§ **Required task**
Copy out the lines of the data below without any changes, beginning with the line that contains "Mark one point on each instance of the grass" and continuing through the line that contains "(1265, 474)".

§ **Point-based annotation data**
▬▬▬

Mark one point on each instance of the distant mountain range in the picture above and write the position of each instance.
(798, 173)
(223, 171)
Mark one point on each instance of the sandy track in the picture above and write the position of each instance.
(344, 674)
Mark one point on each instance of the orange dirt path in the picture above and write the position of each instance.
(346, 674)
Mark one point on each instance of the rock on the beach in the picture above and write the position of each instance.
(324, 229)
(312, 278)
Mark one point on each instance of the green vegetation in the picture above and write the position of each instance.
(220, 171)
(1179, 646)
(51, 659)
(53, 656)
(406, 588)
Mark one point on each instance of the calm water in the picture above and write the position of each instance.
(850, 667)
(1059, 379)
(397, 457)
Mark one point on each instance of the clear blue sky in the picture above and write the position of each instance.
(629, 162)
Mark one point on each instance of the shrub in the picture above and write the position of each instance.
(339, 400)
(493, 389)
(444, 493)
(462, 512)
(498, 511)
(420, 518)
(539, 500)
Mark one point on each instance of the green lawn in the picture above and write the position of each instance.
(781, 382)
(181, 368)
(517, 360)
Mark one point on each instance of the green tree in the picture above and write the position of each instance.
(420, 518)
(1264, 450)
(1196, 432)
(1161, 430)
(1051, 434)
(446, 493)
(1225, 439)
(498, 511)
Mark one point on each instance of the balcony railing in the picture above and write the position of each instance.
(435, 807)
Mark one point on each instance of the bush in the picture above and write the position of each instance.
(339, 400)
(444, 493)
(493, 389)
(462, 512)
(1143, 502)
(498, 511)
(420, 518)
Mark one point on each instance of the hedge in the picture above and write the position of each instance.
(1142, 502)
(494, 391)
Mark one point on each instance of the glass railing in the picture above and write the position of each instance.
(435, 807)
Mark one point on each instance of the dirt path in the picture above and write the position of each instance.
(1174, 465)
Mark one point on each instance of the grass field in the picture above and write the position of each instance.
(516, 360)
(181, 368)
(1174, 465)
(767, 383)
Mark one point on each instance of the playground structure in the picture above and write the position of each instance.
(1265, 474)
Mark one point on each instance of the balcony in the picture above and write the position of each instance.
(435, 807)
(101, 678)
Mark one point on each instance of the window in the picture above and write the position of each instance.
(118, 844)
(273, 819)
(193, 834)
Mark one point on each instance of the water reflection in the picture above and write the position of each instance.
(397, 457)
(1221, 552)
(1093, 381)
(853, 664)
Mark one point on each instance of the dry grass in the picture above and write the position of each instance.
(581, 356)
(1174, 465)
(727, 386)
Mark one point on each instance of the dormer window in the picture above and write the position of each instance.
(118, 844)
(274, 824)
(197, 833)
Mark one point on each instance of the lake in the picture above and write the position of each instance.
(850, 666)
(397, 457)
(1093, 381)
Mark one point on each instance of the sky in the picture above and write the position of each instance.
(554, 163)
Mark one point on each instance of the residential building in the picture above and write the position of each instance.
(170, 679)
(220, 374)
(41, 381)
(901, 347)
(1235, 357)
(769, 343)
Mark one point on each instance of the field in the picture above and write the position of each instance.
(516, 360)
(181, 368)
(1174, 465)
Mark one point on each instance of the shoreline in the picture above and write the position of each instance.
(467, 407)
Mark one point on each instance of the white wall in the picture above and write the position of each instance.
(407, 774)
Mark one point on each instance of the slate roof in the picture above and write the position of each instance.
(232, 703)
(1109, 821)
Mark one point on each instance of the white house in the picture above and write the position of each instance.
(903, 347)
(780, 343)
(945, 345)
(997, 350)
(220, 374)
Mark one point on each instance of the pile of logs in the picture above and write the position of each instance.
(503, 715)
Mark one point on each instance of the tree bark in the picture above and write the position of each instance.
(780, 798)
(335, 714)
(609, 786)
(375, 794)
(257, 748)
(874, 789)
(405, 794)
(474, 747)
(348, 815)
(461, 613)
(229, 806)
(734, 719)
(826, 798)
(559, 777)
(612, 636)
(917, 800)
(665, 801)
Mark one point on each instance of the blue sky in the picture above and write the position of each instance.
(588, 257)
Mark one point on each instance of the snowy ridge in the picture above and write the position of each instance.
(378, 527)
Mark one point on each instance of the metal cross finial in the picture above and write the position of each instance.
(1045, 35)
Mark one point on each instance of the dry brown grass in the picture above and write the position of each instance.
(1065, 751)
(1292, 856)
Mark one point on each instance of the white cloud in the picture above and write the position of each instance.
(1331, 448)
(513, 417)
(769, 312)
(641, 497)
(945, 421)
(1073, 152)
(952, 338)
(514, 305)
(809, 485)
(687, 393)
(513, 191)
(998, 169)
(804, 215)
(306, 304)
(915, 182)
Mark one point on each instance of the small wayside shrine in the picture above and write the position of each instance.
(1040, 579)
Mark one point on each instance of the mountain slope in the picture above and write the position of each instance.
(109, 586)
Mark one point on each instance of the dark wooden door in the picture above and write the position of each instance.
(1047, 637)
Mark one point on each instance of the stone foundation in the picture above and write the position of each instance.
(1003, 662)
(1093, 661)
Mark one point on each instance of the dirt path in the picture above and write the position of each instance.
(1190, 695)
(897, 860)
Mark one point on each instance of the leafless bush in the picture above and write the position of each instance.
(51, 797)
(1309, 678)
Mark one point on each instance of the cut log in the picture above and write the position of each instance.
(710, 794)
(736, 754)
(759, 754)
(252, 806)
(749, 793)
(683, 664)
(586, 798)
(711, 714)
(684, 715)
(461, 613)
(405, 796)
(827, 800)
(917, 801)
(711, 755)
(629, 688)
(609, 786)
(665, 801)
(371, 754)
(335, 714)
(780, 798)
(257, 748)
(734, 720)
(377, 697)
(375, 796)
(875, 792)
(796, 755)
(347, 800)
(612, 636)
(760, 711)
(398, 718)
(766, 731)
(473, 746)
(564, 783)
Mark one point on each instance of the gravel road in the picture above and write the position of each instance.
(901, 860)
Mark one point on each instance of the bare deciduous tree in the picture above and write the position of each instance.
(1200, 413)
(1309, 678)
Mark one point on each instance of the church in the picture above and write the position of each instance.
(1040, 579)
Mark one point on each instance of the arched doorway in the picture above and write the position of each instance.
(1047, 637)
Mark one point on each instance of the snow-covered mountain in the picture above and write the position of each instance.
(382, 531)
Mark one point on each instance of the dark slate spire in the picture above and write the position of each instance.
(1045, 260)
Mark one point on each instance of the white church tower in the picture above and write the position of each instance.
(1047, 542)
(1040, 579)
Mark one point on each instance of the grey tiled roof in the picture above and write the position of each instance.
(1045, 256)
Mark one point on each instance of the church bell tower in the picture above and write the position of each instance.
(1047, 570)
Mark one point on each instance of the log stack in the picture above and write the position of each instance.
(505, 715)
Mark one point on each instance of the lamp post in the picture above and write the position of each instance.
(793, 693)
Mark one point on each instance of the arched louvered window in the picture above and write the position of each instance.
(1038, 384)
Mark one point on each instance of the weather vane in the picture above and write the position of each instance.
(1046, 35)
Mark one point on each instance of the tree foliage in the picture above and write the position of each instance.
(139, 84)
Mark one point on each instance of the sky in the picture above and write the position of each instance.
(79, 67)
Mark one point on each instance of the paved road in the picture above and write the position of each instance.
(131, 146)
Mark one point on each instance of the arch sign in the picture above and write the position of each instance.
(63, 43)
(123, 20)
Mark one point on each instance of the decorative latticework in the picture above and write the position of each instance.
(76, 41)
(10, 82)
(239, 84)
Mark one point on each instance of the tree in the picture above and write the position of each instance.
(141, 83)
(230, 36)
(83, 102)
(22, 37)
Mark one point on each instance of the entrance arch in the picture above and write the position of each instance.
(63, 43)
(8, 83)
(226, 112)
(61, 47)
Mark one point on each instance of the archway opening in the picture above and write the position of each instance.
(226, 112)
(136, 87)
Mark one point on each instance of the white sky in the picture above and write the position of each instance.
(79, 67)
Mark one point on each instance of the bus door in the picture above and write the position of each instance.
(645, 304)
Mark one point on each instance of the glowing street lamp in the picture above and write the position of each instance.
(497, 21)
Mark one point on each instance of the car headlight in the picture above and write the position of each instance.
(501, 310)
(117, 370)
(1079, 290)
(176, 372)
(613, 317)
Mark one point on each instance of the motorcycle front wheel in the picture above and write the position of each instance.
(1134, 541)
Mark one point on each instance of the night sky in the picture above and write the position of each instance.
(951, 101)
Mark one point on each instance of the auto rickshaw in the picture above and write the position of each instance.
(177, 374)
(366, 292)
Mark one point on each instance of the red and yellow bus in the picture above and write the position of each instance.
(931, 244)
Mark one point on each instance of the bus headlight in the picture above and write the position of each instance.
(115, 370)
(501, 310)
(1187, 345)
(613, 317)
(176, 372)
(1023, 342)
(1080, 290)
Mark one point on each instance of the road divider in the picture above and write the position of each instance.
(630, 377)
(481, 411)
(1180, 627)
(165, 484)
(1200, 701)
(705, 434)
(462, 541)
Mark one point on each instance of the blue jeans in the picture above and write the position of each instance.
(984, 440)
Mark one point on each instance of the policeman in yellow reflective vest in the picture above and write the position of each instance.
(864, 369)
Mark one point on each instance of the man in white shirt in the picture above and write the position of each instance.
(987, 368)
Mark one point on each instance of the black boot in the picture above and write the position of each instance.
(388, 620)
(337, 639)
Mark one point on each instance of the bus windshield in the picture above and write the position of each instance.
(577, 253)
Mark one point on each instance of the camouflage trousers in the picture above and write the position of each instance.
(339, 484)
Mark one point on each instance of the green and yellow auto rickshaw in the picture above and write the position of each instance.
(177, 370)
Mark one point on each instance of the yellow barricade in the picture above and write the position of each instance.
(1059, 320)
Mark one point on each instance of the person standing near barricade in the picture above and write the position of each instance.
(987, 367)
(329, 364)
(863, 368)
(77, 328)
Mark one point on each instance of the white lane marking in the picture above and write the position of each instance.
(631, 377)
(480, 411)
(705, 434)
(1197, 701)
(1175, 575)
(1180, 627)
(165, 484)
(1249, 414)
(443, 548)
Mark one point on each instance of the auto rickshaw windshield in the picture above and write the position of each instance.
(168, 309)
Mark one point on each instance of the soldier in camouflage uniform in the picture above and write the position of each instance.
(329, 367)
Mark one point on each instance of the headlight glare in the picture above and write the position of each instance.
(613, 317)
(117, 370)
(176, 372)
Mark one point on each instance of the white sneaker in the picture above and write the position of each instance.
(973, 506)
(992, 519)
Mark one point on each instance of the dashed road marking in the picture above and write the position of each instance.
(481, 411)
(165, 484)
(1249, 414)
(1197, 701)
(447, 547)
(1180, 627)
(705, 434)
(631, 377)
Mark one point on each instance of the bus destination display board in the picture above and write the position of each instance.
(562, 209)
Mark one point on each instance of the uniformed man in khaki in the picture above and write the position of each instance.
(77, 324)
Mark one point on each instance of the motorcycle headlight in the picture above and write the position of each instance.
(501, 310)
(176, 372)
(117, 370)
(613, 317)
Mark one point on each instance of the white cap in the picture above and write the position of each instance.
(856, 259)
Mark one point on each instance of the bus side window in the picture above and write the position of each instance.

▬▬▬

§ **Full response**
Mark one point on each instance of the grass field in the picture above and write the position of each instance.
(516, 360)
(181, 368)
(1174, 465)
(767, 383)
Mark one point on each instance of the playground structure in the picture above and write the position of each instance.
(1265, 474)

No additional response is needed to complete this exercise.